=== WHAT YOU NEED TO DO ===
In the data below, find each line that contains the word "holding" and copy it.

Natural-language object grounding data

──────────────────────────────

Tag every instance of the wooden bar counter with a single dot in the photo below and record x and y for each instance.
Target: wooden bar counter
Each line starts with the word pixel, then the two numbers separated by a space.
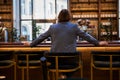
pixel 84 47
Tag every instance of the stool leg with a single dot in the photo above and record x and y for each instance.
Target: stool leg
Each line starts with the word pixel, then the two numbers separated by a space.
pixel 111 74
pixel 23 74
pixel 81 72
pixel 119 74
pixel 15 71
pixel 91 73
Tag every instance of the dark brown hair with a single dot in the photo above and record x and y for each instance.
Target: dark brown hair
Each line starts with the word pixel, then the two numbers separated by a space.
pixel 64 16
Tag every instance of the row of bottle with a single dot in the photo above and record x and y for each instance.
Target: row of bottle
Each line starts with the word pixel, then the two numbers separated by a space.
pixel 95 16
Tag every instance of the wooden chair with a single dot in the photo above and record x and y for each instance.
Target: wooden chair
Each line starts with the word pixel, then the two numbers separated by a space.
pixel 7 61
pixel 28 60
pixel 105 61
pixel 63 62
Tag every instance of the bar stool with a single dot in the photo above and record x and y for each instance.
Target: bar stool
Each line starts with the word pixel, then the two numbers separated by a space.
pixel 26 60
pixel 63 62
pixel 7 61
pixel 105 61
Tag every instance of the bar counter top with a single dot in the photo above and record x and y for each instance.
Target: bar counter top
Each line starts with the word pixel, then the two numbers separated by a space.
pixel 48 44
pixel 84 47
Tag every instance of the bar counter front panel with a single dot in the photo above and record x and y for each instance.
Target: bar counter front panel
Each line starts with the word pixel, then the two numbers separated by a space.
pixel 84 48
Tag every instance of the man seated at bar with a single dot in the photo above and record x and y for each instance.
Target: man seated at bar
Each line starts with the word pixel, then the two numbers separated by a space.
pixel 64 34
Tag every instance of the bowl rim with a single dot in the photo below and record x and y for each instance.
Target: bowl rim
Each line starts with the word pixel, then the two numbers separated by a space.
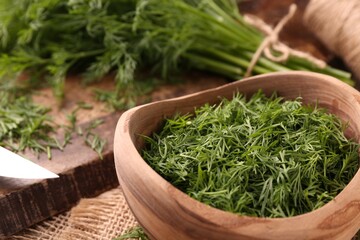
pixel 332 205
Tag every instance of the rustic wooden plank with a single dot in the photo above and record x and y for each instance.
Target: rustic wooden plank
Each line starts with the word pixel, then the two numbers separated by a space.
pixel 82 174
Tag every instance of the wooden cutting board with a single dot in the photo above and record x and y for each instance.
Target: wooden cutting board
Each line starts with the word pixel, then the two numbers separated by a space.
pixel 82 173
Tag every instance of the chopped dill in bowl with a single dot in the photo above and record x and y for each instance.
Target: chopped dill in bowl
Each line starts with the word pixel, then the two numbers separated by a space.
pixel 261 157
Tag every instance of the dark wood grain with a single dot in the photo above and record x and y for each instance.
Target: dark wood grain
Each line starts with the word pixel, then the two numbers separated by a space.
pixel 82 174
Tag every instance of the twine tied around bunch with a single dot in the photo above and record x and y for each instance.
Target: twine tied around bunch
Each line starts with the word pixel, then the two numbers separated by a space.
pixel 336 24
pixel 272 43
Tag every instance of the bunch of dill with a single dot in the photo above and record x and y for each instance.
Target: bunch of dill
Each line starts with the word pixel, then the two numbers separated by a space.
pixel 50 38
pixel 263 157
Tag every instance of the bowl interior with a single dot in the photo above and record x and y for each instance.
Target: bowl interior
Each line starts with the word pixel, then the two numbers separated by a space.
pixel 154 204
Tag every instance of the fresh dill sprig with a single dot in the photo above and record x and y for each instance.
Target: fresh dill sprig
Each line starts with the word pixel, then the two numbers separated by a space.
pixel 50 38
pixel 136 232
pixel 24 124
pixel 262 157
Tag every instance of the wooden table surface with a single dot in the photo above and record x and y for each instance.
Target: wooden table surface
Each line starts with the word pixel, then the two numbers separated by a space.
pixel 82 173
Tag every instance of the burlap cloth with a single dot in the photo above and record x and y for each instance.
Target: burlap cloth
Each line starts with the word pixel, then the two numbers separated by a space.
pixel 102 218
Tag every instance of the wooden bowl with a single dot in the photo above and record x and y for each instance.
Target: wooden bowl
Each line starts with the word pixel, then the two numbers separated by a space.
pixel 167 213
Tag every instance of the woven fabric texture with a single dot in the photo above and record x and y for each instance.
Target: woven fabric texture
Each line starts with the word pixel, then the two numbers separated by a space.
pixel 102 218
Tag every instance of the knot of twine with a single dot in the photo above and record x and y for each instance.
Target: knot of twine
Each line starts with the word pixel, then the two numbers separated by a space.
pixel 271 42
pixel 337 24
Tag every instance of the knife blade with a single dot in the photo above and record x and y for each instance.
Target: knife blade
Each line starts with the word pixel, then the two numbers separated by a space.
pixel 14 166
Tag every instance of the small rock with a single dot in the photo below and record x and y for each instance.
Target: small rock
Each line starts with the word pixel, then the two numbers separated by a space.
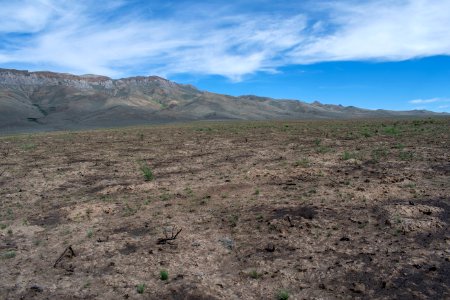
pixel 37 288
pixel 358 288
pixel 227 243
pixel 270 247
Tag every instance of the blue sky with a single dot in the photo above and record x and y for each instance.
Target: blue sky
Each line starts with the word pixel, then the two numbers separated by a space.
pixel 391 54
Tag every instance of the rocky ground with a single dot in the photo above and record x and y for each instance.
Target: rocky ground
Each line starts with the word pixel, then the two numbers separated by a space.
pixel 267 210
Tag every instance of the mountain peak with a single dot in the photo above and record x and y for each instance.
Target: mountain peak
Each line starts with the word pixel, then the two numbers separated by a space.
pixel 47 100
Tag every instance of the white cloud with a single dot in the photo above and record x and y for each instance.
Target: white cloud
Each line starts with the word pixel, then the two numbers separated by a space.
pixel 381 30
pixel 77 36
pixel 431 100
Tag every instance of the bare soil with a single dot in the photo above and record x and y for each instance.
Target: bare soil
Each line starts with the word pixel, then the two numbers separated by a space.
pixel 319 209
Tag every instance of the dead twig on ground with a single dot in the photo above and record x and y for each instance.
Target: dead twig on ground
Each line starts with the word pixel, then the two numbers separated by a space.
pixel 167 238
pixel 69 251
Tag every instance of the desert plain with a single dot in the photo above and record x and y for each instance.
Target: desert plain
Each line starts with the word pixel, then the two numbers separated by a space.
pixel 267 210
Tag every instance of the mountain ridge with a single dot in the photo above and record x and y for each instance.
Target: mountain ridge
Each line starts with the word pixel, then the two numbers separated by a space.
pixel 46 100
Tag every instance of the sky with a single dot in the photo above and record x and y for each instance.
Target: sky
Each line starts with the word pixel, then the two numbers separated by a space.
pixel 377 54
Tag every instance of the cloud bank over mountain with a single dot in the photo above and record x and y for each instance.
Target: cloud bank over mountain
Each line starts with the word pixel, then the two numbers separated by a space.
pixel 233 40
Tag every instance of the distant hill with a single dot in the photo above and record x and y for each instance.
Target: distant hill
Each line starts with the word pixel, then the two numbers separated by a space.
pixel 57 101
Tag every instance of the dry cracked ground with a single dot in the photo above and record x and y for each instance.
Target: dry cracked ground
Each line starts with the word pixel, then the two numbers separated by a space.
pixel 267 210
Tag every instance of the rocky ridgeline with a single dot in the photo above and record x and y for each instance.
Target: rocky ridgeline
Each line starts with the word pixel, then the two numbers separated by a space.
pixel 9 77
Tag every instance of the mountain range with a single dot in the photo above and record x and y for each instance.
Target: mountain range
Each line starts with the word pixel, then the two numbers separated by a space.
pixel 35 101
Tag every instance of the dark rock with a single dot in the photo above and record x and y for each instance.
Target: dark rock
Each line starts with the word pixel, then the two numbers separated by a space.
pixel 270 247
pixel 37 288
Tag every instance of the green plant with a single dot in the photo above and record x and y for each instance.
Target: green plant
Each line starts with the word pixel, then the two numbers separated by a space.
pixel 254 274
pixel 9 254
pixel 391 130
pixel 282 295
pixel 163 275
pixel 347 155
pixel 147 172
pixel 29 146
pixel 233 220
pixel 140 288
pixel 406 155
pixel 304 162
pixel 379 153
pixel 164 197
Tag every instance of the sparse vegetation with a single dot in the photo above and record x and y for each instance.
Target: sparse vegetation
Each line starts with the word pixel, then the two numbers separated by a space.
pixel 257 202
pixel 147 172
pixel 140 288
pixel 164 275
pixel 8 254
pixel 282 295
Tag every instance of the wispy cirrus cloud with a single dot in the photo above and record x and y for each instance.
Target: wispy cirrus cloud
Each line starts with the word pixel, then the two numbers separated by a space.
pixel 431 100
pixel 228 39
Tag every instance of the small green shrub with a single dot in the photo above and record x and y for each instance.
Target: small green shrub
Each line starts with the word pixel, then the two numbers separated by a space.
pixel 9 254
pixel 347 155
pixel 163 275
pixel 147 172
pixel 233 219
pixel 391 130
pixel 254 274
pixel 406 155
pixel 140 288
pixel 304 162
pixel 282 295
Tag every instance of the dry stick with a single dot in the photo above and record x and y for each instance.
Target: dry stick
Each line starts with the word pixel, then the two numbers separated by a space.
pixel 72 253
pixel 166 239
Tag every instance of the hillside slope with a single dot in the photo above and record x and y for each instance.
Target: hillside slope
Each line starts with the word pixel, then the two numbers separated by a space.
pixel 48 101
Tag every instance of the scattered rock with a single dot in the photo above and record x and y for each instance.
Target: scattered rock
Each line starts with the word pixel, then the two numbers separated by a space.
pixel 358 288
pixel 270 247
pixel 36 288
pixel 227 243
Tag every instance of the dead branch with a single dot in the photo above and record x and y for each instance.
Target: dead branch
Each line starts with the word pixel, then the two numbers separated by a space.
pixel 167 238
pixel 68 250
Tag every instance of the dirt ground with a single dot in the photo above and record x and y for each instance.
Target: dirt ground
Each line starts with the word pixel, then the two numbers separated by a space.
pixel 267 210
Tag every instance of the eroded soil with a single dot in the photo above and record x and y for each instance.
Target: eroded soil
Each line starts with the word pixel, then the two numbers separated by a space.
pixel 322 210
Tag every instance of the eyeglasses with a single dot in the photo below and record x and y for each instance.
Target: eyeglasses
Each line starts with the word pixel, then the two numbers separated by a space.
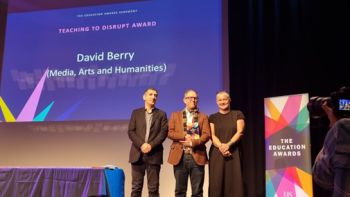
pixel 192 98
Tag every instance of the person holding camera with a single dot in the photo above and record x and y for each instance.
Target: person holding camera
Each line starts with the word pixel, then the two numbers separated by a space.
pixel 331 170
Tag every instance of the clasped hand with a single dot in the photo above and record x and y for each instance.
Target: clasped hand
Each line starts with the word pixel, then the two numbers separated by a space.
pixel 146 148
pixel 188 141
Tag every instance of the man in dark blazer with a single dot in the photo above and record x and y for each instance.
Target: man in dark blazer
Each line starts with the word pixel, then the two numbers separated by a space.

──────────────────────────────

=== TASK OUTPUT ===
Tag every instance of the person holding camera with a single dot in the photo above and record x and y for each instance.
Target: person holding camera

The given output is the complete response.